• _Pasaje de origen_:
....

Cohen, como especialista también en bioética, se inmiscuye en un debate que, se puede casi asegurar, difícilmente llegará a ser resuelto, y esto se debe a las condiciones legales, morales y médicas (entre otras) que intervienen en el suicidio; es decir, si es adecuado todavía en la actualidad “intervenir o interferir” en la muerte. Obviamente, Cohen hace alusión ya no sólo al suicidio, sino además a otros efectos donde el deseo de muerte se manifiesta: la eutanasia y el suicidio asistido. Y como algunos especialistas en la actualidad, retoma el célebre caso de Ramón Sampedro (también llevado a la pantalla grande), un marino gallego que vivió en estado cuadrapléjico por casi treinta años, y quien para terminar con su limitada existencia consiguió, en contra de las leyes españolas, la asistencia de una amiga.

....

• _Datos extraídos_:
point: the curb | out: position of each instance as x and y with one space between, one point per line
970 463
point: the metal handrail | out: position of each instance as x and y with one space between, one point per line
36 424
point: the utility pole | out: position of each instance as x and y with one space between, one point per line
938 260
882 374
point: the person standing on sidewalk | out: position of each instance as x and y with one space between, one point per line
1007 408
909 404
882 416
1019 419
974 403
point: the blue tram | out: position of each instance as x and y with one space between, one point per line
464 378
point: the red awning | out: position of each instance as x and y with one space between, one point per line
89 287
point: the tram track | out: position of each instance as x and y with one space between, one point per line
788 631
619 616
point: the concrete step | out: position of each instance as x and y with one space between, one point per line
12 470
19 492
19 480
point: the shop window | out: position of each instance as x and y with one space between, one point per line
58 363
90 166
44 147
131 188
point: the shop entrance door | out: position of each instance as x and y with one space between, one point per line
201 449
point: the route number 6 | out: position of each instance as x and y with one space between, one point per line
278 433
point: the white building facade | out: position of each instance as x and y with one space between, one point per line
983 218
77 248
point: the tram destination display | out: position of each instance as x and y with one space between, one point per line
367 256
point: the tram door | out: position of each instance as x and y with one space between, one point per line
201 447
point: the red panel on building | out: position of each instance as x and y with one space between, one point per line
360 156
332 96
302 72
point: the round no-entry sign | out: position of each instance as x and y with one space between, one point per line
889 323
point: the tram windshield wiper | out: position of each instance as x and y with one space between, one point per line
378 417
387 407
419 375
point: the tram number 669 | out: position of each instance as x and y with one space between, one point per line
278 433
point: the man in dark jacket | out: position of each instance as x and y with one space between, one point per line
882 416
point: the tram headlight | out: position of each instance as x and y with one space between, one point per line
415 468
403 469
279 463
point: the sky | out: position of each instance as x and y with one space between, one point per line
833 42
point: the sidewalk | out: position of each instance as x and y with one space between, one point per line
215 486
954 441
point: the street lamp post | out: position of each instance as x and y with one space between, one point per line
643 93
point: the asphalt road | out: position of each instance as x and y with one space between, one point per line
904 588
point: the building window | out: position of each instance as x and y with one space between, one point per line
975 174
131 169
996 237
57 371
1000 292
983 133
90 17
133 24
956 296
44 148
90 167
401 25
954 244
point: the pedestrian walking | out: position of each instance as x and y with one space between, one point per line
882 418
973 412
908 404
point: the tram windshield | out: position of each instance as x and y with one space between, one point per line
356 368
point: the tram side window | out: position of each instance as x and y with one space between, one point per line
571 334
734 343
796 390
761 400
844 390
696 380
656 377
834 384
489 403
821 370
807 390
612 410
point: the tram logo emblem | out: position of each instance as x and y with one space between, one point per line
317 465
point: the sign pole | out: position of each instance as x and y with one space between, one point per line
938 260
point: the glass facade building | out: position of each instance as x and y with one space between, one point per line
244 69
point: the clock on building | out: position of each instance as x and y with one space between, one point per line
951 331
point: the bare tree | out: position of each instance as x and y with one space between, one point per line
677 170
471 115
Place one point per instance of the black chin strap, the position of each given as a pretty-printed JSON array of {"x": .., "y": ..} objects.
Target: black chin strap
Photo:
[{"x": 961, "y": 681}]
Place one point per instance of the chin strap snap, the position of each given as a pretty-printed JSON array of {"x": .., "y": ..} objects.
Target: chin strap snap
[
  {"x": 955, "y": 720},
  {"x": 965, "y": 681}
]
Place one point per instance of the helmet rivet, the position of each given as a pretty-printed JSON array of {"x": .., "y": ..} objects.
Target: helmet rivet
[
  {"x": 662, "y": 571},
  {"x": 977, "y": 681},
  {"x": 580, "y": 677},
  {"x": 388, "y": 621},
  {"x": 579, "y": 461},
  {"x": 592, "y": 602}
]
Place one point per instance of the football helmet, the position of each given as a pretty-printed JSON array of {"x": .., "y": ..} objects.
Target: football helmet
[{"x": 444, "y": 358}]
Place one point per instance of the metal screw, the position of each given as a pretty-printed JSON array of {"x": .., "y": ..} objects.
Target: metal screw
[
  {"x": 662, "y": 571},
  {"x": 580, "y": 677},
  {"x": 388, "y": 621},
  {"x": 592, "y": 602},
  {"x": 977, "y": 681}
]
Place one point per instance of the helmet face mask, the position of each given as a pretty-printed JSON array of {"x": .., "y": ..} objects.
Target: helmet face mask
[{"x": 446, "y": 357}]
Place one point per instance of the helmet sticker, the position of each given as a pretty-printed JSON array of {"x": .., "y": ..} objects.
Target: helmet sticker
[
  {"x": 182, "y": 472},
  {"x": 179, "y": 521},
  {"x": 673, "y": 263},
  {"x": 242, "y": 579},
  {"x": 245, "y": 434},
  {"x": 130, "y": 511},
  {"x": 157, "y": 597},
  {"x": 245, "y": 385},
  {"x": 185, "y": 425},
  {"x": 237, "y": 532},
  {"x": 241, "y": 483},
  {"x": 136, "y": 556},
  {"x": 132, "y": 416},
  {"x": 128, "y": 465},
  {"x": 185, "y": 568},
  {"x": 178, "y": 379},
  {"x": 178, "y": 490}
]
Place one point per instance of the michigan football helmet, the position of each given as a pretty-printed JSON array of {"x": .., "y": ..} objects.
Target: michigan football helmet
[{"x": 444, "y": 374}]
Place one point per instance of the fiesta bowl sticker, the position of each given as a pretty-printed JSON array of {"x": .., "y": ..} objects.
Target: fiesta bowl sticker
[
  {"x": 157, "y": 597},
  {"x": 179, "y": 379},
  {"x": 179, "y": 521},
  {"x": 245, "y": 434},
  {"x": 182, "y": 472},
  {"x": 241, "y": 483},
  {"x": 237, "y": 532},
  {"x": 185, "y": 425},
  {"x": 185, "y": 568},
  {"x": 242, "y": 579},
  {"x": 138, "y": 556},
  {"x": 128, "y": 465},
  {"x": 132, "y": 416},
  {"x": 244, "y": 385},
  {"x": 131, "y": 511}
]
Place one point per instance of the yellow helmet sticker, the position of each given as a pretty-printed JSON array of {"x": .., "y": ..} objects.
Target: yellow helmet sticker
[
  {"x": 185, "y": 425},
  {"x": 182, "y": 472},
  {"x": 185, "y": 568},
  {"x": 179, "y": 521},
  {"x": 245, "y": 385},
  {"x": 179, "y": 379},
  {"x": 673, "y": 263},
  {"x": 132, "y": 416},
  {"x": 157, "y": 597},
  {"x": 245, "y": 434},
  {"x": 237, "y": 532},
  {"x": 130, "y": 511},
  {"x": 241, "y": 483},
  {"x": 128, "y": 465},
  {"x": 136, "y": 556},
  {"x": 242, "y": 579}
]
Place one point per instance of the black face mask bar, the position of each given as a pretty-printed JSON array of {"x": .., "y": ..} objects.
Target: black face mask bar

....

• _Instrucciones_:
¿Puedes citar literalmente el tramo del pasaje de origen que empieza en las palabras "Cohen, como especialista" y termina después de "de una amiga."?

• _Resultado del ejercicio_:
Cohen, como especialista también en bioética, se inmiscuye en un debate que, se puede casi asegurar, difícilmente llegará a ser resuelto, y esto se debe a las condiciones legales, morales y médicas (entre otras) que intervienen en el suicidio; es decir, si es adecuado todavía en la actualidad “intervenir o interferir” en la muerte. Obviamente, Cohen hace alusión ya no sólo al suicidio, sino además a otros efectos donde el deseo de muerte se manifiesta: la eutanasia y el suicidio asistido. Y como algunos especialistas en la actualidad, retoma el célebre caso de Ramón Sampedro (también llevado a la pantalla grande), un marino gallego que vivió en estado cuadrapléjico por casi treinta años, y quien para terminar con su limitada existencia consiguió, en contra de las leyes españolas, la asistencia de una amiga.